There simply can be no sustainable recovery in broad economic activity until the structural problems in consumer income and liquidity are resolved.





Real Durable Goods Orders Activity Is Below 2000’s Levels. As discussed in the Reporting Detail section on durable goods orders, but graphed here, in the two graphs preceding, we are pleased to offer variations on the new orders for durable goods series that adjust for inflation and that mute month-to-month volatility. Both series show that current order levels are well below the level of activity seen in 2000, before the 2001 recession.
The inflation-adjustment used here is finished goods capital equipment inflation from the producer price index (PPI). Reducing the monthly reporting volatility involves using a six-month moving average (the standalone monthly data also are plotted), along with a separate accounting ex-nondefense aircraft orders.
The second graph—same scale as the first—reflects real new orders for durable goods, with the volatile nondefense aircraft orders series removed. Aircraft orders have tended to cause monthly gyrations in aggregate new orders growth. Those orders often are booked years in advance of delivery, with negligible impact on near-term economic activity. Those orders remain a positive indicator for future activity, so long as they are not canceled. Without the upturn in aircraft orders, the post-2009 rebound in orders is much flatter than the aggregate.
The PPI component used here is heavily understated as an inflation measure, due to significant hedonic adjustments. Adjusted for the hedonics, the deflated series likely would be flat, subsequent to 2007 to 2009 economic plunge.
Industrial Production Benchmark Revisions Were to the Downside. Today’s annual benchmark revisions to industrial production, although small, were to the downside and were more significant than indicated by the Fed. The index of industrial production is set with the index equal to 100 as of 2007. The the data were revised back to 1972, however, and 2007 revised lower by 0.2%. The Fed compared the old series with the new series, but with their respective 2007 production levels both set at 100. The effect was to eliminate 0.2% of relative downside revisions from the activity level following 2007. Although the revisions were small in aggregate, they are evident in the first graph following, which plots the old series rebased to a 2007 level that is consistent with the new benchmark-revised series. On a consistent basis, the level of production in 2011 was revised lower by 0.3% from previous reporting.

Provided information

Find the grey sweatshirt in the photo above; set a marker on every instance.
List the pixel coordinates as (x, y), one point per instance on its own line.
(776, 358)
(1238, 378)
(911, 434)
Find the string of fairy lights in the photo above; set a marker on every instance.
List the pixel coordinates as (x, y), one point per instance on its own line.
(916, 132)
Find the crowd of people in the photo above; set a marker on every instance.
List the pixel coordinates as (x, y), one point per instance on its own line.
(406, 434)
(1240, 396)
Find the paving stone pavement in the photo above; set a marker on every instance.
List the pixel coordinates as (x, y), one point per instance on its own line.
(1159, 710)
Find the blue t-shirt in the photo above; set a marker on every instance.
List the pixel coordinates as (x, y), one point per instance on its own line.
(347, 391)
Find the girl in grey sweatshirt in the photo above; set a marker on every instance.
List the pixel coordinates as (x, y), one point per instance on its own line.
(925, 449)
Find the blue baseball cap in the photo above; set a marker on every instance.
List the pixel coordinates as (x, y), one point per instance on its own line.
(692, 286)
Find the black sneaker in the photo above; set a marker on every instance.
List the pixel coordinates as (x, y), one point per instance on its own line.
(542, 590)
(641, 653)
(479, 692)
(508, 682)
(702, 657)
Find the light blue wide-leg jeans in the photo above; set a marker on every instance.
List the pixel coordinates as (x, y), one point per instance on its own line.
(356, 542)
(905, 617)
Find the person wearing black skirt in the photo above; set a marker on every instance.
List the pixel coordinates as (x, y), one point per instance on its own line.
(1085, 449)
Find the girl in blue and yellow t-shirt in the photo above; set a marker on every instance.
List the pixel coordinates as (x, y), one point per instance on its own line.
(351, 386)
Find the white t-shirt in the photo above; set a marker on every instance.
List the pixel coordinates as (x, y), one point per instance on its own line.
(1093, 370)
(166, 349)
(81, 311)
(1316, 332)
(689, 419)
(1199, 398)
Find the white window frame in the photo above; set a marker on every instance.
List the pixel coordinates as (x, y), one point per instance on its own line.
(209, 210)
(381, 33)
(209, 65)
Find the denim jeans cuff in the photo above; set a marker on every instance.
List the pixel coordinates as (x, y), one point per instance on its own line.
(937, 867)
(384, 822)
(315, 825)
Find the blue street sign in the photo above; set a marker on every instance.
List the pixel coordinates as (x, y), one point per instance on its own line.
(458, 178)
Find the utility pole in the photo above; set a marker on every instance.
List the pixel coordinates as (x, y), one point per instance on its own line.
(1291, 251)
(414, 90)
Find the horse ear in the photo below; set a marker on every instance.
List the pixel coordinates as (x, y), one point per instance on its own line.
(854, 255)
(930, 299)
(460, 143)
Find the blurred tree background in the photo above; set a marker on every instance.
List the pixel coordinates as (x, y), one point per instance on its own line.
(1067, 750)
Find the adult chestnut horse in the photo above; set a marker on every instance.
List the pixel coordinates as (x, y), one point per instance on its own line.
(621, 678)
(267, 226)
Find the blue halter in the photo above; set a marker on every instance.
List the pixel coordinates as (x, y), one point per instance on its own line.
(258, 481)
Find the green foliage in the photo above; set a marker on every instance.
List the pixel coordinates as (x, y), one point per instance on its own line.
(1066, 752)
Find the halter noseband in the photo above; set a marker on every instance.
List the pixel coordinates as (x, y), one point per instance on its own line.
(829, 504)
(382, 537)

Exercise goal
Copy the economic commentary word for word, beginning at the words "The PPI component" and stopping after "2009 economic plunge.". You won't need the rows for this.

Answer to this exercise
The PPI component used here is heavily understated as an inflation measure, due to significant hedonic adjustments. Adjusted for the hedonics, the deflated series likely would be flat, subsequent to 2007 to 2009 economic plunge.